EXERCISE
Please locate every line in the records below that contains the word "wheel", and copy each of those lines.

Records from a point labeling set

::::::

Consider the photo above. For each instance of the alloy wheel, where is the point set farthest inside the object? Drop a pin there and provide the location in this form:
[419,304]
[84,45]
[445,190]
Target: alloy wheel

::::::

SOLUTION FOR THIS TASK
Consider the photo above. For each instance of the alloy wheel, where is the point set farthest inside the object? Drop a pin there and provide the location in this form:
Target: alloy wheel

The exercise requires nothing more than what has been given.